ACTION ITEM → Search the material and gather each line with "arched" in it.

══════════════════════════════

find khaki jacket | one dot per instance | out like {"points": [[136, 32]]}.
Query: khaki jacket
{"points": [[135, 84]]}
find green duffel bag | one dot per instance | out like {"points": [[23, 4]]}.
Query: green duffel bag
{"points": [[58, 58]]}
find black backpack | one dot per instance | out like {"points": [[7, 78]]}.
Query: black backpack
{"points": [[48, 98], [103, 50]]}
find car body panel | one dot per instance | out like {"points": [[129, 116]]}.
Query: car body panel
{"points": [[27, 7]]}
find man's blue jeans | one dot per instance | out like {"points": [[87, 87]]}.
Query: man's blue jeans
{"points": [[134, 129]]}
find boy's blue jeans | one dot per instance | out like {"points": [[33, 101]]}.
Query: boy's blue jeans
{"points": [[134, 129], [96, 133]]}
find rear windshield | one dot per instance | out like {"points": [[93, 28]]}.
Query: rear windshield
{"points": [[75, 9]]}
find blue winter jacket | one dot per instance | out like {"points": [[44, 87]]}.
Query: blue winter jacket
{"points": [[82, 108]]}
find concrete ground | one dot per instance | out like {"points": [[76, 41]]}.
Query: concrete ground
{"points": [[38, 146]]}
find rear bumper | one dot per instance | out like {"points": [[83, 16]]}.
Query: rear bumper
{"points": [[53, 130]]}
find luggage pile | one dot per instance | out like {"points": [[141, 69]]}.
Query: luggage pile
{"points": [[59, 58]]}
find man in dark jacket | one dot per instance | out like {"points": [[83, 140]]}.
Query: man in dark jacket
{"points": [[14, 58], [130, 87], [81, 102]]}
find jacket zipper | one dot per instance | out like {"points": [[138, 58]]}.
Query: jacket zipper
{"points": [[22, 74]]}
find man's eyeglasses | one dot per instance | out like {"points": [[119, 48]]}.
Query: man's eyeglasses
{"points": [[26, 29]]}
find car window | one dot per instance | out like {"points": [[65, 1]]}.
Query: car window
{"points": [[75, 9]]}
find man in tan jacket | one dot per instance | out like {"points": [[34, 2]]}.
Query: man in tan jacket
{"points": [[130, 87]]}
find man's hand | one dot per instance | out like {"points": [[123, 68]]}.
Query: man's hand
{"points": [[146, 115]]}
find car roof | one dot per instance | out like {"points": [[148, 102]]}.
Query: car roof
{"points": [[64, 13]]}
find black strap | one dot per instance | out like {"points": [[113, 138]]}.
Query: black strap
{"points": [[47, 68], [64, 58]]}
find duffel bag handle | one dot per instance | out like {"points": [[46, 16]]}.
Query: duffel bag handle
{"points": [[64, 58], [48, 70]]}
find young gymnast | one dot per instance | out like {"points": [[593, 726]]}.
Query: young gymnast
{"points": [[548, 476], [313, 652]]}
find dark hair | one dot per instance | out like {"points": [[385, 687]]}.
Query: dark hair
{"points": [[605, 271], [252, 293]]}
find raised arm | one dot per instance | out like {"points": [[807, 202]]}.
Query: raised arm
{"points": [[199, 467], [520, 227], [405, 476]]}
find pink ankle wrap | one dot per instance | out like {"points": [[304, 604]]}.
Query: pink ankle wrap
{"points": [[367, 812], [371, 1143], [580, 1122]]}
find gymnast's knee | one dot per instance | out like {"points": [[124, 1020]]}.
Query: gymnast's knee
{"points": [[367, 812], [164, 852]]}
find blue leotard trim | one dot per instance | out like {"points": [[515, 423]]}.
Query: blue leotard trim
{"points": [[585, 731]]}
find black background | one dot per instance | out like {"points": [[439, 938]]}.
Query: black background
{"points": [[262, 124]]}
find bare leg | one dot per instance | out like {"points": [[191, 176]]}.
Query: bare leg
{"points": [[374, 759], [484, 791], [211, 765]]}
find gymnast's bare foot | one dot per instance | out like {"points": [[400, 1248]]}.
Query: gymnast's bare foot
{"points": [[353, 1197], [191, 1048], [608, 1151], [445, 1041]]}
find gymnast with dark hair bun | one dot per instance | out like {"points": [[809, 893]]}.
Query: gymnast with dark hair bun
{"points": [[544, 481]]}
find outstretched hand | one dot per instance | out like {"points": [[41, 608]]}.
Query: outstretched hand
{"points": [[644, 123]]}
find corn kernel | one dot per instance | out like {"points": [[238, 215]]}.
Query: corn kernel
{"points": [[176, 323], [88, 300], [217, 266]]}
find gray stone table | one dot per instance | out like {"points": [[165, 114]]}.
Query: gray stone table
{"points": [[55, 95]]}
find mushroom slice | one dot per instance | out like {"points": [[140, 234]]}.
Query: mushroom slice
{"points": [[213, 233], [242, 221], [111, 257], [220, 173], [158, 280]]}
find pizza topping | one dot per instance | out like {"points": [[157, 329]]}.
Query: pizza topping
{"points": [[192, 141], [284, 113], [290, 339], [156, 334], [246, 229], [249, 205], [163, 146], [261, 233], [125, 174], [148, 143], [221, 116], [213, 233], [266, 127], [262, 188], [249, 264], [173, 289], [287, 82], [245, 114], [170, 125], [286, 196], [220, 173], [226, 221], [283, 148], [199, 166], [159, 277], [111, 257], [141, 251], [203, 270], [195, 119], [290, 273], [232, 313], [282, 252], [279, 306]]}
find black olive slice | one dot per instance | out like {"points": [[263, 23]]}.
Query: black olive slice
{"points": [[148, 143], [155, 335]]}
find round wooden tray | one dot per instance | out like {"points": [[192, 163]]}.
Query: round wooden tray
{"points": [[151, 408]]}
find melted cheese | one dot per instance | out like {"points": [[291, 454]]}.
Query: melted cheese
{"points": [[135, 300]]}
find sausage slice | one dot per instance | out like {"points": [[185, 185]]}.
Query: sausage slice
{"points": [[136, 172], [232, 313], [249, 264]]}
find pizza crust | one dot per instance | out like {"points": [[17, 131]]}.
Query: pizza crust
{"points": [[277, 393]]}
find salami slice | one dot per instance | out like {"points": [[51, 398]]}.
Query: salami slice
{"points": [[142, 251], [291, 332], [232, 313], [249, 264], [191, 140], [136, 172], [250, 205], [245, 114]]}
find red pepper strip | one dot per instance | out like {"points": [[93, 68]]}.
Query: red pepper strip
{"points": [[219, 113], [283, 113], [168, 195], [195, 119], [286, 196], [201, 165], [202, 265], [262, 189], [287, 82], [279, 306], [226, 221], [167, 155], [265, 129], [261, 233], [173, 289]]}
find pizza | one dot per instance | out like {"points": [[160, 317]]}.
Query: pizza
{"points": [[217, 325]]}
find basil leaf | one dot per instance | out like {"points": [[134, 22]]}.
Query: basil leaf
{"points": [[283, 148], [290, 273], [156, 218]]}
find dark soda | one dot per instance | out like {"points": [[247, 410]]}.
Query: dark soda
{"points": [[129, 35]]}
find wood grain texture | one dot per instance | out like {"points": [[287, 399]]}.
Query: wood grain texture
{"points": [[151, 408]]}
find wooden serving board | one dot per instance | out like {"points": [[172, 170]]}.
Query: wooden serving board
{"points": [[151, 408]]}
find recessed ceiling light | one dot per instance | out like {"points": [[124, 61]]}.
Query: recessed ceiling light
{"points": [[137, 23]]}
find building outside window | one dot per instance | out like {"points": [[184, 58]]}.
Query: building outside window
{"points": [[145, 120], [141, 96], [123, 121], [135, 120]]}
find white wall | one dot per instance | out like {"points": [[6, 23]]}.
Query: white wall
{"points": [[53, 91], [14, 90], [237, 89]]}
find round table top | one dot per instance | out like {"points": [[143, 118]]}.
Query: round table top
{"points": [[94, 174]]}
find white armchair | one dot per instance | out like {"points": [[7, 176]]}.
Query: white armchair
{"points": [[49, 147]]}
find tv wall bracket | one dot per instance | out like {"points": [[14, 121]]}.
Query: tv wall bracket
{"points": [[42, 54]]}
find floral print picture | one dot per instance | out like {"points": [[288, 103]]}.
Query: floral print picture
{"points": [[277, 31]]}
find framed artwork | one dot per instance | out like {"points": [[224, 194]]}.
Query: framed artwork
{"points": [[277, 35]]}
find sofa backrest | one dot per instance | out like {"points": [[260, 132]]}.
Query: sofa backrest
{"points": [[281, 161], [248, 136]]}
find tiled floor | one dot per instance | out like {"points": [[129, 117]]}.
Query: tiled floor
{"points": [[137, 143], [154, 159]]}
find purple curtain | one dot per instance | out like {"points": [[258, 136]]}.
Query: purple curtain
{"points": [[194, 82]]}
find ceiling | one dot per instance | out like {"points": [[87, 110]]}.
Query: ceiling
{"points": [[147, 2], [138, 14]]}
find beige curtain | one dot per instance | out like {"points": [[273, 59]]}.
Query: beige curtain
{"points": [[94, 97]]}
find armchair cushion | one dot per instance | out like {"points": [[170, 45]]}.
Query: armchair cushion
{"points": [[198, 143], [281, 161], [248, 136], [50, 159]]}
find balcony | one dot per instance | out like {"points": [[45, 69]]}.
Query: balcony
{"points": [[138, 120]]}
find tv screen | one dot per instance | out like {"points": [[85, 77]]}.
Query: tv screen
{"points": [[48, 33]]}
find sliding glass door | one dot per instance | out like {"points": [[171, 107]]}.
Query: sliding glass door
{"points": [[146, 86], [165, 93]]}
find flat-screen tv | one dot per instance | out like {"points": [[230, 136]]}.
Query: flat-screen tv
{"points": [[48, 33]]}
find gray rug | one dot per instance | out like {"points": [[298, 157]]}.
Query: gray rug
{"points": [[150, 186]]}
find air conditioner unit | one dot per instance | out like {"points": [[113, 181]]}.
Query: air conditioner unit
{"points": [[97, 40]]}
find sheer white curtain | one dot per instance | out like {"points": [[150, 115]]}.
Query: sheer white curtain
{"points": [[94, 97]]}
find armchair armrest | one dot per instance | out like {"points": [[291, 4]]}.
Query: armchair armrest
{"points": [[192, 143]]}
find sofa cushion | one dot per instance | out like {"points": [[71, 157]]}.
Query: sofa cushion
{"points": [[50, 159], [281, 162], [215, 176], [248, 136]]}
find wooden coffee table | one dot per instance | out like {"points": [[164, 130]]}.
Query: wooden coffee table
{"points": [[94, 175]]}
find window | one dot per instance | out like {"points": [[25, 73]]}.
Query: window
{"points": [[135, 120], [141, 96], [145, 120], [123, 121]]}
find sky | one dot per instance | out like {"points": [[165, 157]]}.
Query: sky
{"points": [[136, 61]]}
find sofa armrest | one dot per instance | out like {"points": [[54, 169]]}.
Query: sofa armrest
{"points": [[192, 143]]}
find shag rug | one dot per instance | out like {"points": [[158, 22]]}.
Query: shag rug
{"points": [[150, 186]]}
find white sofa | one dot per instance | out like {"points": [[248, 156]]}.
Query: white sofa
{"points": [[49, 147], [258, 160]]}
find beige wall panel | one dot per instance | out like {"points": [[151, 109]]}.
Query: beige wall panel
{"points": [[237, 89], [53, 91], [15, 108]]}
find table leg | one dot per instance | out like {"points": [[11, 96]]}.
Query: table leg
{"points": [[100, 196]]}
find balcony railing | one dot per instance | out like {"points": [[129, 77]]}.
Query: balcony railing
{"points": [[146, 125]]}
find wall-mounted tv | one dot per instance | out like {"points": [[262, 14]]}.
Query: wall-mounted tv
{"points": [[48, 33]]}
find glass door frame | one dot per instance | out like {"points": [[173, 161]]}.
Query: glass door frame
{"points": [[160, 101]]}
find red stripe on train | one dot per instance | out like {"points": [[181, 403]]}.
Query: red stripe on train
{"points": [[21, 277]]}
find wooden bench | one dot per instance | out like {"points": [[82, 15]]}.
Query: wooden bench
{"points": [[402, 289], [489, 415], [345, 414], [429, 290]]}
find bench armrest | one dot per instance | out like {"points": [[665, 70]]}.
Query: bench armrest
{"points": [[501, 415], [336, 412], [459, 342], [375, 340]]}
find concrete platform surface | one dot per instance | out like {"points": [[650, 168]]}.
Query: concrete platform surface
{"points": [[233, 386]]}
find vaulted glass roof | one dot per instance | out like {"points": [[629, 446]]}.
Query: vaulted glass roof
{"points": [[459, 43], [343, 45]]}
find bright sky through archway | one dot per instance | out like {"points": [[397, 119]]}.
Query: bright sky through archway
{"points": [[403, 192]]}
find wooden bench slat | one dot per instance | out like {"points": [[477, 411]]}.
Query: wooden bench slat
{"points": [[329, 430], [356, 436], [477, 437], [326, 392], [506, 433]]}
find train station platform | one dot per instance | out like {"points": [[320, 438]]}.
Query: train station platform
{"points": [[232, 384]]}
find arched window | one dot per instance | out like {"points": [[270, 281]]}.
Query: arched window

══════════════════════════════

RESULT OF THIS TASK →
find arched window | one dot per instance | out like {"points": [[270, 281]]}.
Query: arched window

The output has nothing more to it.